§ TEXT BLOCK
Sri Lanka's new Prime Minister Ranil Wickremesinghe said on Tuesday he will present an interim budget within six weeks, slashing infrastructure projects to re-route funds into a two-year relief programme for the crisis-hit island nation, reports Reuters.
Wickremesinghe, who took office two weeks ago, warned that inflation would rise as the government gets down to tackling the crisis, and that there could be more protests on the streets.
He said he hoped any unrest would not get out of hand, adding that funds would be made available to help the most vulnerable of the country's 22 million people.
"Looking at the hard days ahead, there has to be protest. It's natural when people suffer, they must protest," Wickremesinghe said in an interview at the colonial-era prime minister's office in the commercial capital Colombo.
"But we want to ensure that it does not destabilise the political system.
"With the interim budget, it is just about cutting down expenditure, cutting to the bone where possible and transferring it to welfare."

§ DATA PROVIDED
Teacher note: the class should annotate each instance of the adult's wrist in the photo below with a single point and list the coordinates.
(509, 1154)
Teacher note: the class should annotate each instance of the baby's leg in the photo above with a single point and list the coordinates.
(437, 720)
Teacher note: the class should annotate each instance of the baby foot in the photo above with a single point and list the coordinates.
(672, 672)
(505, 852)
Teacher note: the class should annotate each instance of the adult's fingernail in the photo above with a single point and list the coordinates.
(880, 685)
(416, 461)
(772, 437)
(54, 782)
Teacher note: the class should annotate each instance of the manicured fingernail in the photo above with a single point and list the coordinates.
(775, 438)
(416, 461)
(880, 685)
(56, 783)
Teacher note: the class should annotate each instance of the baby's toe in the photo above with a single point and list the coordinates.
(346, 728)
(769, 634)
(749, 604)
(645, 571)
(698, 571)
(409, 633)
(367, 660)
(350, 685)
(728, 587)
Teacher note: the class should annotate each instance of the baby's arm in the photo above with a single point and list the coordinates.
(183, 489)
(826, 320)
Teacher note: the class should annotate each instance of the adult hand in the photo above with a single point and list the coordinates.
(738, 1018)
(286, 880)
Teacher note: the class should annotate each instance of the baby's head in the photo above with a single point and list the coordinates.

§ TASKS AND EXERCISES
a) Write out the part of the Sri Lanka article that opens with the words containing "Sri Lanka's new" and closes with "on the streets.", substituting "emergency budget" for "interim budget".
b) Shorten the paragraph of the Sri Lanka article that begins "He said he hoped any unrest", keeping its main facts.
c) Finish out the next part of the Sri Lanka article, picking up after its last sentence.

§ ANSWERS TO THE EXERCISE
a)
Sri Lanka's new Prime Minister Ranil Wickremesinghe said on Tuesday he will present an emergency budget within six weeks, slashing infrastructure projects to re-route funds into a two-year relief programme for the crisis-hit island nation, reports Reuters.
Wickremesinghe, who took office two weeks ago, warned that inflation would rise as the government gets down to tackling the crisis, and that there could be more protests on the streets.

b) He hoped any unrest would stay under control and said funds would go to help the most vulnerable of the country's 22 million people.

c)
The country located off India's southern tip is reeling from its worst economic crisis since independence in 1948, as a shortage of foreign currency severely curtailed imports of essentials including fuel and medicine, triggering months of unprecedented protests.
Much of the public ire has been targeted at President Gotabaya Rajapaksa and his family, whom protesters blame for mishandling the economy.
The roots of the current crisis also lie in the COVID-19 pandemic, which devastated the country's lucrative tourism industry and sapped foreign workers' remittances, and populist tax cuts enacted by the Rajapaksa administration that drained government income.
"We have no rupee revenue, and now we have to print another (one) trillion rupees," Wickremesinghe said, warning that annual inflation could rocket past 40% in coming months, putting further pressure on Sri Lankan households already grappling with high prices.
Inflation rose to a record 33.8% year-on-year in April, compared to 21.5% in March, according to government data released on Monday.
Earlier on Tuesday, the government announced long-flagged increases in petrol and diesel prices to help repair public finances.